Data on object locations:

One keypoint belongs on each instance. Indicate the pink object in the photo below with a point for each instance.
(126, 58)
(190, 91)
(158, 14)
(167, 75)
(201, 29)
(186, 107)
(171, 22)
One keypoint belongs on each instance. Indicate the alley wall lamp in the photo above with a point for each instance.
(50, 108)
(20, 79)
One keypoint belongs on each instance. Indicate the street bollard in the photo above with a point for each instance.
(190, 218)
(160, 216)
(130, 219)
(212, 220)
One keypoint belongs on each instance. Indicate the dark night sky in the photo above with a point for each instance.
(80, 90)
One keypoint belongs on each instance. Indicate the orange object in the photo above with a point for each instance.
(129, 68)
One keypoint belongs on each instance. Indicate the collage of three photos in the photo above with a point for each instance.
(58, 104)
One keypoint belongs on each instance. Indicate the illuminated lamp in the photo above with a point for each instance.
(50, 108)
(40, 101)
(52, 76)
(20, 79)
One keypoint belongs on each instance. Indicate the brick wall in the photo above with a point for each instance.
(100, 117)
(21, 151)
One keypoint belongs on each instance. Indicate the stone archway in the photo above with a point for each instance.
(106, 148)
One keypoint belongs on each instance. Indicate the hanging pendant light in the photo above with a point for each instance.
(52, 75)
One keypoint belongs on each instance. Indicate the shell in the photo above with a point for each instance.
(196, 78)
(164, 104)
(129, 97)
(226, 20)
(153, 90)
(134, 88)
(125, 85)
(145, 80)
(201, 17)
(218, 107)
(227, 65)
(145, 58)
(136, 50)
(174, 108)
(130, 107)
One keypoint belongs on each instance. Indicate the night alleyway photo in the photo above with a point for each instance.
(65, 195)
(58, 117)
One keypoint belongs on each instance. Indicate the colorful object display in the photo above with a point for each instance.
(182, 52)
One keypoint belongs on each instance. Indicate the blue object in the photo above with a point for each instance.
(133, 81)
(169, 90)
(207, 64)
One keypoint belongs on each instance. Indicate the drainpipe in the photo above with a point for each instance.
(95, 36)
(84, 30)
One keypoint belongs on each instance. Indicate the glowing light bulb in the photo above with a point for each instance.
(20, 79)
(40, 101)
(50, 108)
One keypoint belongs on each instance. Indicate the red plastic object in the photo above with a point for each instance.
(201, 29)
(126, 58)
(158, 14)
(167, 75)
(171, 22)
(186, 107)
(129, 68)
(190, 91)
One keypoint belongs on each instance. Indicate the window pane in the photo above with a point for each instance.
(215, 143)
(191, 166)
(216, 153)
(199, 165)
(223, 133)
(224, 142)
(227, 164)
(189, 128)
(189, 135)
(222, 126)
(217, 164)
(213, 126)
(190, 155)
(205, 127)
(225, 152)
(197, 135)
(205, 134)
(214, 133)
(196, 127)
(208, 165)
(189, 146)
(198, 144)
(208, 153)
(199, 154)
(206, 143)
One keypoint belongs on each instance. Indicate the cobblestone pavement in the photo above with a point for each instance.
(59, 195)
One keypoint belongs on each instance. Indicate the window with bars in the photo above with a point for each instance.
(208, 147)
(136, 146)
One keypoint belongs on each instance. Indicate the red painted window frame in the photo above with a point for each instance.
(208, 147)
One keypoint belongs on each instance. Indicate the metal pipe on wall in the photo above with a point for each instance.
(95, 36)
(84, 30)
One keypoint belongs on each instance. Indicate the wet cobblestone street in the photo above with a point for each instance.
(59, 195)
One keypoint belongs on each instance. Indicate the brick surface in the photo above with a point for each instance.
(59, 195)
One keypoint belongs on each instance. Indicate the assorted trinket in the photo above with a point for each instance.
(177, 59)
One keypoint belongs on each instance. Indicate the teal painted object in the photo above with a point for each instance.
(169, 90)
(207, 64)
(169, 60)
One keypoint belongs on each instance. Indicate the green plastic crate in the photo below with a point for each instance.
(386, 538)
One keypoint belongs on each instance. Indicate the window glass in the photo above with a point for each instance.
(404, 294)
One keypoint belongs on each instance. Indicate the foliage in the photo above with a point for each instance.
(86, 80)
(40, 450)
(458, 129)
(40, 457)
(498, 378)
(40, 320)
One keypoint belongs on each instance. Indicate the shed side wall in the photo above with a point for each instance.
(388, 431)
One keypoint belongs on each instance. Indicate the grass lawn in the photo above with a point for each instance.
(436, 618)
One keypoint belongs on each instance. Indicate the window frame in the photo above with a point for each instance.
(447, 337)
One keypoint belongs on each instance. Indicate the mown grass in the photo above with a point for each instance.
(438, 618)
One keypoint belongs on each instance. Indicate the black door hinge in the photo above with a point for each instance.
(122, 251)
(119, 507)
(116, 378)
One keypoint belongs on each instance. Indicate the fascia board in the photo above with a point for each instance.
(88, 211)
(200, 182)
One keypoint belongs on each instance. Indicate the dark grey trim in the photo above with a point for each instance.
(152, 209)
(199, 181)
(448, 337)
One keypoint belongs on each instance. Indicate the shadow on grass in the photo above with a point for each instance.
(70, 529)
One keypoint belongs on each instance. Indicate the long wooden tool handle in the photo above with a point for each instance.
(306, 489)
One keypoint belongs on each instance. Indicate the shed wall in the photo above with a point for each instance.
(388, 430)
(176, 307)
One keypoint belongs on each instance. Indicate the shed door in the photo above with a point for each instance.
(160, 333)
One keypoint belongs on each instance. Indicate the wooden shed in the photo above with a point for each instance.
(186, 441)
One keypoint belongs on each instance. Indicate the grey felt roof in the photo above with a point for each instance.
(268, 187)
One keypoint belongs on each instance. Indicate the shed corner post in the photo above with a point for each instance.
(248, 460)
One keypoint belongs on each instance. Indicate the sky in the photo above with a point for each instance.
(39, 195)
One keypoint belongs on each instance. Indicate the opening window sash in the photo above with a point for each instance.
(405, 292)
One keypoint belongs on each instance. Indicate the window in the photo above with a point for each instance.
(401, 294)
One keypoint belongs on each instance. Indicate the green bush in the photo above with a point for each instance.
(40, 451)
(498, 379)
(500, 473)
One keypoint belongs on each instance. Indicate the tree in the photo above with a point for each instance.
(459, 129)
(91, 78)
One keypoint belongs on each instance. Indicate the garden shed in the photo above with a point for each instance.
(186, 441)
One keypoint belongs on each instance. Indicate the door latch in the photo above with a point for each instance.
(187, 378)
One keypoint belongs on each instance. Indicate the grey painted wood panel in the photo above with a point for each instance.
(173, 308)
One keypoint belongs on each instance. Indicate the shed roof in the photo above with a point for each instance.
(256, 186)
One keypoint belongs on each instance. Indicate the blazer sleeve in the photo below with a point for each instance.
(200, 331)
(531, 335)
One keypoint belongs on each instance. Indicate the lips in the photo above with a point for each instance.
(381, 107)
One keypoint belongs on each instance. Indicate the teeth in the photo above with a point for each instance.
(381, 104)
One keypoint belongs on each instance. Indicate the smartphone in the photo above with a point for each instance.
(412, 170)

==

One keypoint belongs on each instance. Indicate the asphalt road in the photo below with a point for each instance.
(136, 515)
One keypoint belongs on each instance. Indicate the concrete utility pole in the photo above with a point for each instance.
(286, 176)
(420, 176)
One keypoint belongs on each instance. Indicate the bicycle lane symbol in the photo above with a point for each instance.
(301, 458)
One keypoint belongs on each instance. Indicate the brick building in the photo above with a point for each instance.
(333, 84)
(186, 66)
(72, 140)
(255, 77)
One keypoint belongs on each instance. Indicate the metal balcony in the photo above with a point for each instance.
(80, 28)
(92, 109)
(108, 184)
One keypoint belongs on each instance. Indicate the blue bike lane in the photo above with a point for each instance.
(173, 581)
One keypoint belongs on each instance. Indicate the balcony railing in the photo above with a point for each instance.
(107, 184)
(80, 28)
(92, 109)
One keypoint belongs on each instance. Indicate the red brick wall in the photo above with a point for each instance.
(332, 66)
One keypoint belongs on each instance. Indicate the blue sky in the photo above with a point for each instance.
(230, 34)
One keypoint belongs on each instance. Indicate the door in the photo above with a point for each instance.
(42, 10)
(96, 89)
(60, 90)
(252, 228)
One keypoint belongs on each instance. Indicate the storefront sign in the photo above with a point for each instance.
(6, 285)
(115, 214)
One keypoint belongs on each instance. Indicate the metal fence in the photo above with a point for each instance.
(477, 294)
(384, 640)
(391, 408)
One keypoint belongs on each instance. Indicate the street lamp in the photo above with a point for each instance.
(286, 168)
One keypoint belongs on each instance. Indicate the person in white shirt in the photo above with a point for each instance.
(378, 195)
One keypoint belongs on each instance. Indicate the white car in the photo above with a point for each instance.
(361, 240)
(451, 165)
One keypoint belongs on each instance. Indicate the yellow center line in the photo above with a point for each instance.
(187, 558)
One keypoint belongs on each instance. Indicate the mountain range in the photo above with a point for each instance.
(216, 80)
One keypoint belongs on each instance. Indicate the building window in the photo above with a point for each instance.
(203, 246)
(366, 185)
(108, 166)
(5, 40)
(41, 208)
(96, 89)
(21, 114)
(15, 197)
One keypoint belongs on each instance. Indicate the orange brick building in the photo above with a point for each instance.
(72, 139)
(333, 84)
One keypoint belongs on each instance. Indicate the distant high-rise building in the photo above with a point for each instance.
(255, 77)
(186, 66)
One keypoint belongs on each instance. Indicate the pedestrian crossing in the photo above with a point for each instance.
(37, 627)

* _Objective_: Pick out and copy every line in the data above that contains the word "lamp". Matching is case-sensitive.

* _Full response_:
One keypoint belongs on each instance. Indicate the alley wall lamp in the photo above with a point for each instance.
One keypoint belongs on each instance. Indicate the illuminated lamp in the photo above with a point for each instance.
One keypoint belongs on each instance. Indicate the street lamp in the photo above with a point for each instance.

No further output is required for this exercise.